▸ Texto:
>>>>
Ok, a vida é complicada, a gente tem que se adaptar ao que gosta, todo emprego tem seu lado chato (TODO), mas...se a única razão do seu emprego é ter dinheiro pras horas em que você não está nele, tem alguma coisa errada com a sua vida. Meu pai dizia outra coisa que era: se é pra viver como pobre eu não preciso de dinheiro. Ele falava isso pra dizer que dinheiro foi feito pra gastar, mas eu penso também num outro sentido de pobreza. Se é pra você ter uma vida miserável no sentido de só pensar no final de semana, nas férias, em viajar...pra quê ter dinheiro? Tudo bem, fins de semana, férias, tudo isso é ótimo. Mas se ele vira o centro da sua vida...Não é mais fácil ter outra vida e ser feliz no dia a dia? Ou talvez abrir mão do carro X pra ter outro mais humilde - ou não ter? Ou levar mais tempo economizando pra se fazer o que quer? Ou viver de forma mais modesta?
Empregos-bosta dão câncer. Hipertensão. Depressão. Úlcera. Minha irmã é psicóloga e ela vive vendo este tipo de caso. Tenho amigos que trabalham com RH e dizem: salário não segura ninguém. Salário não é motivação. Motivação é um emprego bom. E o que é bom? Só cada um pode dizer.
Sabe grandes pesadelos da sua vida? Acho que todo mundo tem um grande pesadelo. Pra uns pode ser não ter filhos, pra outros se transformar na mãe/pai, pra outros ser pobre. O meu grande pesadelo, desde pequena, sempre foi ter um emprego chato. Talvez por isso eu tenha pirado tanto na época do vestibular - naquele momento eu achava que o que eu fizesse seria uma sentença pro resto da vida. Ao mesmo tempo, crescer foi encarar que a vida nem sempre parece uma festa e que a galera da pesada curtindo muito em clima de azaração uma hora casa, morre de acidente, fica careca ou desaparece. E aí, maluco...aí é você e você. No final das contas é só você e você. Sempre. Há momentos de tédio, ok, e é preciso encará-los como parte. Mas o trabalho é mais da metade da sua vida. Se ele é uma merda, quer dizer que mais da metade da sua vida é uma merda.
<<<<
▸ Exercícios:
1. Transcreva fielmente o trecho do texto sobre trabalho que começa nas palavras "Empregos-bosta dão câncer." e termina depois de "um pode dizer.".
2. Retome o texto sobre trabalho logo após a última frase e escreva a continuação dele.

▸ Lista de linhas:
>>>>
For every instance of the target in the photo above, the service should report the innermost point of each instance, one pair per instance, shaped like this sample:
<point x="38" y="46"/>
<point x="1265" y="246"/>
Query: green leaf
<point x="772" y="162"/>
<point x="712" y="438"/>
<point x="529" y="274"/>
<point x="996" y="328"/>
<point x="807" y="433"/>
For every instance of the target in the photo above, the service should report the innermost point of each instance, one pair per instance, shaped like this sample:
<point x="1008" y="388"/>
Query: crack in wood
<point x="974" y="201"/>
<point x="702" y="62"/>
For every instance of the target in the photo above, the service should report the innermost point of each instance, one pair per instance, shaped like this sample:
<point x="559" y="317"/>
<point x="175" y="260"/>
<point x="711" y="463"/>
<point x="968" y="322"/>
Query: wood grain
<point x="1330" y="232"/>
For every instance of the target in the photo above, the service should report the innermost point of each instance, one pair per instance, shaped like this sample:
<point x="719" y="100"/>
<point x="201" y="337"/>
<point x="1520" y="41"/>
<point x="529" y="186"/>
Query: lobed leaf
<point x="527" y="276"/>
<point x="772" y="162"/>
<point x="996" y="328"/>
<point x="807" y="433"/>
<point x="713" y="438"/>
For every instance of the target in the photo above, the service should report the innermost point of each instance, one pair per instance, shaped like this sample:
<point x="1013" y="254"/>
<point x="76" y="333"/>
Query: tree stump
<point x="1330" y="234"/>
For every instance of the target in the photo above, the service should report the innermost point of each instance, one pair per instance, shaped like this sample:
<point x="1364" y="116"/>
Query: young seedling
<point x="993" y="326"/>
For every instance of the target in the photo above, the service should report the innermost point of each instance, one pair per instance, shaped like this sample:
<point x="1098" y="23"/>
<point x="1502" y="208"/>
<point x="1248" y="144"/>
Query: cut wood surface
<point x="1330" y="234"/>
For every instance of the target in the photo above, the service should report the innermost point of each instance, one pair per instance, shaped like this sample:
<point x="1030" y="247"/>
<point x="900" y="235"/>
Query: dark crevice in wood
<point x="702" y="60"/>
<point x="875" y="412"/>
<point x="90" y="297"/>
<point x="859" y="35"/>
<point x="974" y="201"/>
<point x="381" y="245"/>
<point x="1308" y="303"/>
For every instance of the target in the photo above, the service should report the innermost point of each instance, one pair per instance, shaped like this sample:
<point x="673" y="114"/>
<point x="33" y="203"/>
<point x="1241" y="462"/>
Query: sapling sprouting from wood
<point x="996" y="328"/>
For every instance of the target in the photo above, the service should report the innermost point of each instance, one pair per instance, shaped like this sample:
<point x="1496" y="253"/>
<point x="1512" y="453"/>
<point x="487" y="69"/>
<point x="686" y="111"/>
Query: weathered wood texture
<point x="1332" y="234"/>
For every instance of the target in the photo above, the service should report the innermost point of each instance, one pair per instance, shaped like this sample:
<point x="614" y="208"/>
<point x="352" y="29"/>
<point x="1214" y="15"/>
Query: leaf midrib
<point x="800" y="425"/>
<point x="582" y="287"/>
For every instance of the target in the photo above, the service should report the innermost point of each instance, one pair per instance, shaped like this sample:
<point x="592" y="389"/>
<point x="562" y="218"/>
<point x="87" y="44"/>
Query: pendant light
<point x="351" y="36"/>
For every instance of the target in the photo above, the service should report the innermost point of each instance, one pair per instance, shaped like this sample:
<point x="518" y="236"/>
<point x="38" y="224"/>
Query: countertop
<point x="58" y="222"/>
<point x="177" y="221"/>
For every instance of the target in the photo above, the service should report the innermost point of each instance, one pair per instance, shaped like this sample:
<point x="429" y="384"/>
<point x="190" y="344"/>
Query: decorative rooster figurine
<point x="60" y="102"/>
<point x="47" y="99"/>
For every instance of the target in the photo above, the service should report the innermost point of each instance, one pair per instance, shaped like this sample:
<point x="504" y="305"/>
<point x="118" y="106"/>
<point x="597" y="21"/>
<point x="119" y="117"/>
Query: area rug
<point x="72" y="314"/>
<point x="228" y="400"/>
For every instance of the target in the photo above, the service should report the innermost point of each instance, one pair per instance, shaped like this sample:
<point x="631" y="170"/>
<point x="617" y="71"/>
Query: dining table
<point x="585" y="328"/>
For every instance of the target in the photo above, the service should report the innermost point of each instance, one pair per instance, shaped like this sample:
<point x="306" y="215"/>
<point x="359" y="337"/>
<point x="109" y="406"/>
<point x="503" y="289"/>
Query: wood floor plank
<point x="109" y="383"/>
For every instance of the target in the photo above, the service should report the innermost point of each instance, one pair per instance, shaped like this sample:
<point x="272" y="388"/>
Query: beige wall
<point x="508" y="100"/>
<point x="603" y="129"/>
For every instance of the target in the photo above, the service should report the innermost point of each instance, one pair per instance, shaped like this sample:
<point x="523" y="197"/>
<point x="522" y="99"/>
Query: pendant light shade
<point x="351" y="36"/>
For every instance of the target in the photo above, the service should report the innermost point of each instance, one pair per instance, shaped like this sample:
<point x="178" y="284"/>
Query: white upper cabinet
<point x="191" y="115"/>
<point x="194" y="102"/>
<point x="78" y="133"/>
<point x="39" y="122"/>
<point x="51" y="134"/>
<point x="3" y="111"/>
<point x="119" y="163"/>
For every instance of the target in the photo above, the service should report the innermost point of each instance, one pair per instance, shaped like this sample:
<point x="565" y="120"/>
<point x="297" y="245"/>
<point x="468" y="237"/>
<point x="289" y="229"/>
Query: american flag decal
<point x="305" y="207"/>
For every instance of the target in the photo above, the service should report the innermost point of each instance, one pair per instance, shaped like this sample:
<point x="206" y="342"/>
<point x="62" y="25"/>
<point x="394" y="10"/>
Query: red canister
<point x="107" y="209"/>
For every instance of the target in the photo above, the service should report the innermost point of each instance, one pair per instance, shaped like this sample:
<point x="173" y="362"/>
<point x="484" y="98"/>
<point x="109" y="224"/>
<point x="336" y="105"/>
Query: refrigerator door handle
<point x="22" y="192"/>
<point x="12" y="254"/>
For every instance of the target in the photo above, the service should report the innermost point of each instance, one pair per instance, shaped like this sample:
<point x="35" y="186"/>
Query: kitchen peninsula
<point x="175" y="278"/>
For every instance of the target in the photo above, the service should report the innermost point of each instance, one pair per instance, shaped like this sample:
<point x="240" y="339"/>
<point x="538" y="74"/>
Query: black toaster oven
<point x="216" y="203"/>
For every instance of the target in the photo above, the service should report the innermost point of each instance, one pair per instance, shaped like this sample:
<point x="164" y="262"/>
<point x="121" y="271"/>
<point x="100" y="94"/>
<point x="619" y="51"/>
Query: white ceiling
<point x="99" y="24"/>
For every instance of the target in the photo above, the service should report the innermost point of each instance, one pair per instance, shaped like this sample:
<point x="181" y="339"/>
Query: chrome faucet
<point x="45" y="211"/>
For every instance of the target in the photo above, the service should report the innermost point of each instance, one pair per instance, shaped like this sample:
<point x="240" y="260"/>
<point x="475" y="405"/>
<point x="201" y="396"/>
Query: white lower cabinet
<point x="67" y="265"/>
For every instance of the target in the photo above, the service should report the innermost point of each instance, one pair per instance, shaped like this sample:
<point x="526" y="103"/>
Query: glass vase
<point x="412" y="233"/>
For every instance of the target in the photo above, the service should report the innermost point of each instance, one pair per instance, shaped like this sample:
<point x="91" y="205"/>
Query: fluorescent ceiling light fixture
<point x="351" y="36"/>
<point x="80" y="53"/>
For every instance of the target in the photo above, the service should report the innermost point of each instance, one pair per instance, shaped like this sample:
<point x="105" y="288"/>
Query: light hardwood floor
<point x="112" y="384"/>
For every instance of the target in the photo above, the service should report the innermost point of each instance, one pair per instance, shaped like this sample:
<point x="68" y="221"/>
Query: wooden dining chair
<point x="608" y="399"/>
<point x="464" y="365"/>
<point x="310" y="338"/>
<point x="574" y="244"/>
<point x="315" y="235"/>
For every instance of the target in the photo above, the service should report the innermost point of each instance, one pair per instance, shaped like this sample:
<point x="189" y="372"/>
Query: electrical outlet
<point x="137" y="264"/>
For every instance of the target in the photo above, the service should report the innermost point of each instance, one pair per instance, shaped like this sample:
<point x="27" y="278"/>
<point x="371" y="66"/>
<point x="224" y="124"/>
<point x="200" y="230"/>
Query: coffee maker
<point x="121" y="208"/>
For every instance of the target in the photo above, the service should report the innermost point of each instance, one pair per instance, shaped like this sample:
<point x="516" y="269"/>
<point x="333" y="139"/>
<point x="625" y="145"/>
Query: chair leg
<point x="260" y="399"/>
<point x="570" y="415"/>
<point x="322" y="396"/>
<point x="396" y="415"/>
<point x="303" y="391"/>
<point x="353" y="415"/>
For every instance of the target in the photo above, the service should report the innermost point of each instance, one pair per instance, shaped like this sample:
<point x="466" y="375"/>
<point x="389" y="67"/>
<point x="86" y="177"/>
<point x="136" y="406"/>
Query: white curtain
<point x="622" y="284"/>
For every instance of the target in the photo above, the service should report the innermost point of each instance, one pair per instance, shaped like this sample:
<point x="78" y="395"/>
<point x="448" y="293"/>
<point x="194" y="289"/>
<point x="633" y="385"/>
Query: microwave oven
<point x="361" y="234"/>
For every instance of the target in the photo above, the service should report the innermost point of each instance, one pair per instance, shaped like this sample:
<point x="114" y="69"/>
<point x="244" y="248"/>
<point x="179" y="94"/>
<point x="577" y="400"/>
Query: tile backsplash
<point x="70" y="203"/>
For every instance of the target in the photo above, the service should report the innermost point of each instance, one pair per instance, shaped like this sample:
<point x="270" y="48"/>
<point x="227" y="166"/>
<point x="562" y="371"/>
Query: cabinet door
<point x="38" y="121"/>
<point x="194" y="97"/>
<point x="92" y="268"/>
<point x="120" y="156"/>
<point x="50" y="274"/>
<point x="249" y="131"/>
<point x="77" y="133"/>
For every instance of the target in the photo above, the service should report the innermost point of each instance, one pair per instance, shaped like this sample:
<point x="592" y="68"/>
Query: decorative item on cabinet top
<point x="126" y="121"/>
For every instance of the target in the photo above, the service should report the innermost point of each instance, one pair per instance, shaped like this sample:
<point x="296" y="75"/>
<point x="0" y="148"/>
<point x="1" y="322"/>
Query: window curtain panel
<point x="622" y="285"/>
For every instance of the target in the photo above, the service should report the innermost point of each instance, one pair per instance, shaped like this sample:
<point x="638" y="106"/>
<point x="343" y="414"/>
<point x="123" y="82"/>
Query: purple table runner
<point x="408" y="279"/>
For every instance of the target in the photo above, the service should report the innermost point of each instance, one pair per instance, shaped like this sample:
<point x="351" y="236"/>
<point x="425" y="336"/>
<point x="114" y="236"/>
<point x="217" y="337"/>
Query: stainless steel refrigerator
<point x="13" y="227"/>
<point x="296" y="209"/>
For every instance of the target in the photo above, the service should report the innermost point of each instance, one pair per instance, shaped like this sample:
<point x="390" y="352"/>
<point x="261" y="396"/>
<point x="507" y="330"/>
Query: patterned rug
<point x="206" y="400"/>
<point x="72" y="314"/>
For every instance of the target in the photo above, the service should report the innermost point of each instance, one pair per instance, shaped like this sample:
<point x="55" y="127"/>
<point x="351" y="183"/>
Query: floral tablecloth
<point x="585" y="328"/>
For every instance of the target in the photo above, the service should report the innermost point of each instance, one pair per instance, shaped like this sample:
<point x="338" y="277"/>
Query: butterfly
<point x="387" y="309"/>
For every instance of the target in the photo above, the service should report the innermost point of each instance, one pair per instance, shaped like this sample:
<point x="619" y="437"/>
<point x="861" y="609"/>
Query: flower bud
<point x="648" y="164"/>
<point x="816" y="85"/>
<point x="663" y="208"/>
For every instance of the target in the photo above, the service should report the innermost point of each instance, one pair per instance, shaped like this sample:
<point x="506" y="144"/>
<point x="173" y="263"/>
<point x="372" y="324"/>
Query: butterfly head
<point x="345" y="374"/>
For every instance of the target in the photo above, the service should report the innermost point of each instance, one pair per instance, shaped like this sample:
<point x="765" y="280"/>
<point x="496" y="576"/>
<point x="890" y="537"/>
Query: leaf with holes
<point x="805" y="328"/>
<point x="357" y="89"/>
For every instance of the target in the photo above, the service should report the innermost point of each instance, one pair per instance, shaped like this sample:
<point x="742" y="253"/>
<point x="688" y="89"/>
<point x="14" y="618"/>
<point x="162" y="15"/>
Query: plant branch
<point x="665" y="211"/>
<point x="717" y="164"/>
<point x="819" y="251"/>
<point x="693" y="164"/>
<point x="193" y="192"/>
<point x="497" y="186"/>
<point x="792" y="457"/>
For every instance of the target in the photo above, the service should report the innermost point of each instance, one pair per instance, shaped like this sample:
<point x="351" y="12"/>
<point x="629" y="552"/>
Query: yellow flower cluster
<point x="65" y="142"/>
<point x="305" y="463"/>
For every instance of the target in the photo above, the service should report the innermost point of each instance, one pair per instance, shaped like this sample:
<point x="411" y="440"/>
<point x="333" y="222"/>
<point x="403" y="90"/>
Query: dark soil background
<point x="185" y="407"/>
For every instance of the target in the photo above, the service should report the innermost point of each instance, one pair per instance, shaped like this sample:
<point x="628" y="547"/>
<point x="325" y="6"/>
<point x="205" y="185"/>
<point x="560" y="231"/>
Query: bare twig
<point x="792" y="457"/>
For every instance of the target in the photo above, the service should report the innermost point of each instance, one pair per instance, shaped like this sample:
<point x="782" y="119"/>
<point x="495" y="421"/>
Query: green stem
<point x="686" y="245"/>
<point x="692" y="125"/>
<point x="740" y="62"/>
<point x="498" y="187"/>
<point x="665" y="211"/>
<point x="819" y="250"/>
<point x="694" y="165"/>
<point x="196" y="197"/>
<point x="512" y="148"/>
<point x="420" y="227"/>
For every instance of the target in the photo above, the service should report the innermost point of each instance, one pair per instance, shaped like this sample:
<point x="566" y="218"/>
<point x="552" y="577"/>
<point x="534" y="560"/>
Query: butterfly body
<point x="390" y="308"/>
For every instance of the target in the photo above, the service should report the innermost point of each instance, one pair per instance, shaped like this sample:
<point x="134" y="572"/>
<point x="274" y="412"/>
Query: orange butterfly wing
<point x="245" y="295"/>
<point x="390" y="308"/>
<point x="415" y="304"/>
<<<<
▸ Respostas esperadas:
1.
Empregos-bosta dão câncer. Hipertensão. Depressão. Úlcera. Minha irmã é psicóloga e ela vive vendo este tipo de caso. Tenho amigos que trabalham com RH e dizem: salário não segura ninguém. Salário não é motivação. Motivação é um emprego bom. E o que é bom? Só cada um pode dizer.

2.
Minha irmã com 32 anos foi fazer outra faculdade. Corria, apertava daqui, dali, pegava dinheiro aqui e ali, trabalhava. Minha família toda é repleta de exemplos desse tipo. Então, não venha me dizer que o seu emprego é chato, mas você precisa dele. Diga: meu emprego é chato e eu não tenho coragem de peitar uma mudança. Meu emprego é chato e eu não sei o que fazer da vida, por isso vou ficando. Meu emprego é chato, mas eu não sirvo pra mais nada.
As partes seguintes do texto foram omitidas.